• GESTELLTE AUFGABE 1:
Ersetze in der Auflistung von der Zeile mit „boulder with a single marker.“ bis zum Ende der Auflistung, beide Enden eingeschlossen, „marker“ durch „dot“ und gib nur diese Zeilen sonst unverändert wieder.

Von Natur aus festere Stücke wie die Hüfte oder Flank Steak eignen sich für diese Behandlung besser.

Doch längere Sous-Vide-Bäder ermöglichen noch andere Wunder. Zum Beispiel eine Extreme Form des Niedertemperaturgarens, die mit anderen Mitteln nicht möglich ist. Die genaue Temperaturkontrolle erlaubt zum Beispiel das Durchgaren der sonst so zäh wirkenden Shortribs mit geringstem Verlust an Saftigkeit. Das gilt für alle Stücke mit hohem Kollagengehalt: Das Bindegewebe gart erst ab 60 °C und wird weich. Stücke wie Shortribs oder Beinscheibe sind deswegen bei 57 °C medium gegart kaum genießbar und man gart sie traditionell eher zu Temperaturen um 80 – 90 °C. Diese hohe Hitze trocknet das Fleisch jedoch aus und gart es weit jenseits gut durch. Meist stört das niemanden, denn das Kollagen verwandelt sich dabei in Gelatine und sorgt wieder für ein Gefühl der Saftigkeit im Mund.

• GESTELLTE AUFGABE 2:
Fasse den Lesetext in zwei Sätzen zusammen.

• AUFLISTUNG DER DATEN:
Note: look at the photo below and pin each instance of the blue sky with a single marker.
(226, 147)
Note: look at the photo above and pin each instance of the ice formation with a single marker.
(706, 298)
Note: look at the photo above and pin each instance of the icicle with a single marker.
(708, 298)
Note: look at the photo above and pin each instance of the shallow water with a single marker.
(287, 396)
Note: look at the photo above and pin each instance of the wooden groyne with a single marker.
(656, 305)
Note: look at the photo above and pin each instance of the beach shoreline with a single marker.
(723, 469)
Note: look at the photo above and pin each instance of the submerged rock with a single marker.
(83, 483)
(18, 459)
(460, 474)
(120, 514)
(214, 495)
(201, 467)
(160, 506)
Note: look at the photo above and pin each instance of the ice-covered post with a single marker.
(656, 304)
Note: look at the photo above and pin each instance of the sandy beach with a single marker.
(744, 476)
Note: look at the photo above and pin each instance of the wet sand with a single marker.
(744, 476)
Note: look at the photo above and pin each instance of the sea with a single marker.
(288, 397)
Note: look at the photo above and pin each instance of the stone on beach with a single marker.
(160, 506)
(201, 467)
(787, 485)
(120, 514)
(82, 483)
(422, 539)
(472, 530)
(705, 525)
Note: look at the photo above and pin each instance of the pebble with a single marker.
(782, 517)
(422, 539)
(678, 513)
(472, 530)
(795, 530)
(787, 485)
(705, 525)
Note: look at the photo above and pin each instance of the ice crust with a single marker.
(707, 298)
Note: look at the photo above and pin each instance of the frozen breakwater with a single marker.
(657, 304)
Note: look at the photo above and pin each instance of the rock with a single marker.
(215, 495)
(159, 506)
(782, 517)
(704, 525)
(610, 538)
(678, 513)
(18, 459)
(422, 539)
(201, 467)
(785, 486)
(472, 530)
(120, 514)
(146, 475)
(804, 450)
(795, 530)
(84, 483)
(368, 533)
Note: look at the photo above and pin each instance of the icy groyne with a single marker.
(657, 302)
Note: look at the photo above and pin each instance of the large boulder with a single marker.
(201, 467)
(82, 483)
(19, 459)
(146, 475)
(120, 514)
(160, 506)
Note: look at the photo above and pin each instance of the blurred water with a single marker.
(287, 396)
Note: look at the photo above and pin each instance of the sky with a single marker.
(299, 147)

• VOLLSTÄNDIGE AUSGABE 1:
Note: look at the photo above and pin each instance of the large boulder with a single dot.
(201, 467)
(82, 483)
(19, 459)
(146, 475)
(120, 514)
(160, 506)
Note: look at the photo above and pin each instance of the blurred water with a single dot.
(287, 396)
Note: look at the photo above and pin each instance of the sky with a single dot.
(299, 147)

• VOLLSTÄNDIGE AUSGABE 2:
Längere Sous-Vide-Bäder ermöglichen eine extreme Form des Niedertemperaturgarens, bei der kollagenreiche Stücke wie Shortribs dank genauer Temperaturkontrolle mit geringstem Verlust an Saftigkeit durchgegart werden. Traditionell gart man solche Stücke bei etwa 80 bis 90 °C, weil ihr Bindegewebe erst ab 60 °C weich wird; diese Hitze trocknet das Fleisch zwar aus, doch die dabei entstehende Gelatine sorgt wieder für ein Gefühl der Saftigkeit im Mund.